### PROVIDED TEXT
========================================

Acts of terrorism increased in their various forms--murder, intimidation, sniping, robbery and sabotage.

The murders of Arab villagers included four headmen (mukhtars) and the sheikh of the village of Meirun near Safad. Six Arab policemen were surprised by an armed band in Samaria and murdered in their billet. Two more Arab policemen were shot when a party including the mayor of Nablus and a British assistant superintendent of police (who was wounded) was ambushed near Nablus; and two others were killed by the explosion of a bomb found on a local train near Haifa. Two British policemen were killed by the explosion of a second bomb.

On the 17th, a bomb was thrown into an Arab café in Haifa, killing one Arab and wounding ten others; and on the 21st two British soldiers were killed when a military patrol was shot at in the hills west of Jenin.

The Jewish casualties included a settler, a labourer in Haifa and a supernumerary constable, and three civilians travelling in a taxi which was ambushed near the northern frontier.

There was also an increase in shooting incidents against police and military patrols and Jewish settlements; in cases of armed robbery in Arab villages and the sabotage and attempted sabotage of communications and Government property. For the first time for many months damage was done to Jewish groves and forests. Finally, the oil pipe line was damaged on ten occasions.

Throughout the month the movements of the bands were mainly in small parties and several operations were carried out by the military and police to circumvent them. On the night of the 16th, in the hills north of Tulkarm, an engagement of considerable magnitude was fought with a band which was attacked and lost 14 men, while four others and a quantity of arms and ammunition were captured. Three less important encounters with smaller gangs took place--on the Jenin-Nablus road (the 6th April), near Arara in Samaria (the 8th April) and near Beisan (the 21st April), when further casualties were inflicted. At the end of the month military searches of two villages in Samaria resulted in the seizure of a number of firearms, ammunition, bombs and semi-military uniforms. Thirty-eight Arabs were arrested as a result of these searches.

May, 1938.

Early in the month there was in increase in the activities of armed gangs in Samaria and Galilee, and on the 14th there was a major military encounter with a band in the Galilee district in which a succession of armed parties were dispersed with losses estimated at 38 killed. A quantity of arms and ammunition was seized and several arrests made. One British soldier was killed and another wounded. On the 20th, a military and police operation was carried out in Galilee and Samaria to occupy a number of selected villages in districts where lawlessness had been particularly rife. The objective, broadly, was to deny the areas in question to the gangs and to restore the control and authority of the Civil Government. It was carried out without incident and during the rest of the month there was only one major encounter when on the 26th the police engaged an armed band north of Petah Tikvah, killing six, wounding one and capturing a quantity of arms and ammunition.

There was, however, no diminution of terrorist acts. Twenty-two Arab villagers were murdered including three mukhtars and three women; in two ambushes on the Hebron road three Arab police were shot dead and another wounded; and in Haifa an Arab, who was the last surviving Crown witness in a case in 1935 when several Arabs were brought to trial following a bomb outrage in a Jewish settlement near Nazareth, was shot dead in the Arab market. Also in Haifa, an Arab detective sergeant and an Arab police sergeant were shot dead by unknown Arab assailants.

========================================

(Region annotation lines)
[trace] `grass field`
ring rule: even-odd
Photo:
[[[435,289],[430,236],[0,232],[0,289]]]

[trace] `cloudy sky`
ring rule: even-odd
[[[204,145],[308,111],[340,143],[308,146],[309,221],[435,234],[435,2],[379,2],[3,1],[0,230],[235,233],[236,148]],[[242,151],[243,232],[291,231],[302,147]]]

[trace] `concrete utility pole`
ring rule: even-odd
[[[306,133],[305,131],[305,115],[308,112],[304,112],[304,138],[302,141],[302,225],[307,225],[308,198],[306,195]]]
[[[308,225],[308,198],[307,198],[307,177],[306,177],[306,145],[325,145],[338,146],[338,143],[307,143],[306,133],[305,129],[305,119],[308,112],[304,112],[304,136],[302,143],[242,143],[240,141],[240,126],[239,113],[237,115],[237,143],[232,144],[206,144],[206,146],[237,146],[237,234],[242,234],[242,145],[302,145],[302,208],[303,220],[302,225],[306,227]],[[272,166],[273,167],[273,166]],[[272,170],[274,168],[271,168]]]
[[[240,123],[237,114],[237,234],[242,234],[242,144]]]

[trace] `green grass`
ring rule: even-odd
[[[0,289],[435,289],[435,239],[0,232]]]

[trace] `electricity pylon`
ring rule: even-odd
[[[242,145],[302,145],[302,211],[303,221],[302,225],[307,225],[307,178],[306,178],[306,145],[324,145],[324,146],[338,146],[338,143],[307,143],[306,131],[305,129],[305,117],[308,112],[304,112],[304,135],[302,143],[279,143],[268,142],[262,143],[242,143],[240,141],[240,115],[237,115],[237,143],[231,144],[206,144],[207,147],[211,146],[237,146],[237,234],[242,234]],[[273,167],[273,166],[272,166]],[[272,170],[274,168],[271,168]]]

========================================

### SET OF TASKS
**A)** According to the 1938 attacks report, on how many occasions was the oil pipe line damaged?
**B)** Write the next part of the 1938 attacks report, picking up after its final sentence.
The lines have no connection to the 1938 attacks report.

### RESPONSES BY TASK
**A)** Ten occasions.

**B)**
The Jewish casualties included a supernumerary constable in a Jewish settlement near the northern frontier which was attacked by an armed band, and a civilian in Tiberias who died as a result of bomb injuries.

On the 22nd of the month a Jewish pedlar was killed by Arabs in the outskirts of Jerusalem. This murder was followed by a series of reprisals in Jerusalem and Haifa on the 24th and 25th in which four Arabs and a Russian nun were killed and 13 Arabs were wounded. As the result, certain Jews were arrested and sent to Acre detention camp.

In other directions terrorist activities persisted unabated. There was a considerable increase in the number of incidents of shooting at police and military patrols and Jewish settlements, and also of sabotaging Government property, communications and, notably, Jewish-owned crops and trees. The oil pipe line was damaged on seven occasions.

June, 1938.

The terrorist activities were almost a replica of the events of the two preceding months as regards acts of violence by Arabs against Arabs in the shape of village murders and armed robberies. There was also a marked increase in isolated murders of Jews, the majority being settlers in the Plain of Sharon and northern Galilee; in arson of Jewish crops and property; in attacks on Jewish settlements; and in shooting at police and military patrols. An Italian priest was killed by armed brigands in the Judaean foothills and a British soldier was killed and six others wounded by the explosion of a land mine on a country track in Samaria. On the 23rd and the two following days, on the Jaffa-Tel Aviv boundary, there were a series of incidents including bombing, shooting and stabbing in which two Arabs and two Jews were killed and 15 Arabs (including seven women) and seven Jews (including two women and a child) were wounded.

On the 23rd June, three Jewish youths were kidnapped by an Arab band from the old-established Jewish settlement of Givat Ada in the Plain of Sharon. Their fate has never been definitely ascertained.

On the 24th the announcement of the confirmation, by the General Officer Commanding, of the sentence of death passed by the Military Court at Haifa on a Jewish youth led to a series of demonstrations before and after the execution both in Jerusalem and in Tel Aviv, where hostile Jewish crowds had to be dispersed by the police.

During the same period there were a series of short-lived strikes in Arab towns in Samaria and Galilee in order to demonstrate Palestinian Arab sympathy with their compatriots in the Sanjak of Alexandretta.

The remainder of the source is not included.